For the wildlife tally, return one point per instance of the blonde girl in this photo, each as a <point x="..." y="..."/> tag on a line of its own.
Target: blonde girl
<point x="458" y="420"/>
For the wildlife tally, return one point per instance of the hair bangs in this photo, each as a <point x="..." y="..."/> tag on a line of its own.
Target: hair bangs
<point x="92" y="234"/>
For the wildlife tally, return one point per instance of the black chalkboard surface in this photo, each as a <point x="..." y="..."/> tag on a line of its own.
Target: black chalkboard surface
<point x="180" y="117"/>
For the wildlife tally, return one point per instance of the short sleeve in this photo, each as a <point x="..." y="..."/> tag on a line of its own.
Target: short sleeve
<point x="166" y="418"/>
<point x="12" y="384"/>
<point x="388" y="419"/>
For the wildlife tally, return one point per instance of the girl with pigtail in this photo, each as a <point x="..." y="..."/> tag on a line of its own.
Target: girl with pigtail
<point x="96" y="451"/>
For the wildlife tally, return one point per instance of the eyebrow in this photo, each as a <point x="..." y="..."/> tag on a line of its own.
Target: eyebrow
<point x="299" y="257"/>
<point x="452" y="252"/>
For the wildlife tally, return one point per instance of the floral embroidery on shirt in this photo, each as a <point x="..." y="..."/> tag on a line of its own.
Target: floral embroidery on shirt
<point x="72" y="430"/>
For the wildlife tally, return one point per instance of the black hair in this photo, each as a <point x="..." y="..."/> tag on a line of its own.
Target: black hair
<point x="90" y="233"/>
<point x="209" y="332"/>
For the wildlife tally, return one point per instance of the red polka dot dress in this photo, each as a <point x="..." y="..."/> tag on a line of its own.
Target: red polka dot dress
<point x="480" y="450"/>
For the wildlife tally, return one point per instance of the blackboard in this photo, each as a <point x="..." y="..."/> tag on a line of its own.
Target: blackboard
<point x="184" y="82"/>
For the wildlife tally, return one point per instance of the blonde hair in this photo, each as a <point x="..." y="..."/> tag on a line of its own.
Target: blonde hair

What is expected |
Check the listing above for lines containing the string "wildlife", and copy each one.

Response |
For the wildlife tally, return one point per instance of the blonde girl in this photo, each as a <point x="..." y="..."/> tag on a line of its own.
For the wildlife tally, return one point per instance of the hair bangs in this photo, each as a <point x="..." y="..."/> tag on a line of its own.
For the wildlife tally, return one point per instance of the black chalkboard surface in this photo, each as a <point x="..." y="..."/> tag on a line of its own.
For the wildlife tally, return one point per instance of the short sleeve in this photo, each as a <point x="..." y="..."/> tag on a line of its own.
For the wildlife tally, return one point per instance of the girl with pigtail in this photo, each as a <point x="..." y="..."/> tag on a line of its own.
For the wildlife tally, return one point per instance of the eyebrow in this photo, each as a <point x="..." y="..."/> tag on a line of its own.
For the wildlife tally, return one point per instance of the floral embroidery on shirt in this photo, each as a <point x="..." y="..."/> tag on a line of its own.
For the wildlife tally, return one point per instance of the black hair in this photo, each as a <point x="..." y="..."/> tag on a line of its own.
For the wildlife tally, return one point per instance of the red polka dot dress in this photo, each as a <point x="..." y="..."/> tag on a line of its own.
For the wildlife tally, return one point per instance of the blackboard in this photo, each as a <point x="..." y="..."/> tag on a line of its own.
For the wildlife tally, return one point per instance of the blonde hair in this photo, each as a <point x="..." y="..."/> tag on a line of its own.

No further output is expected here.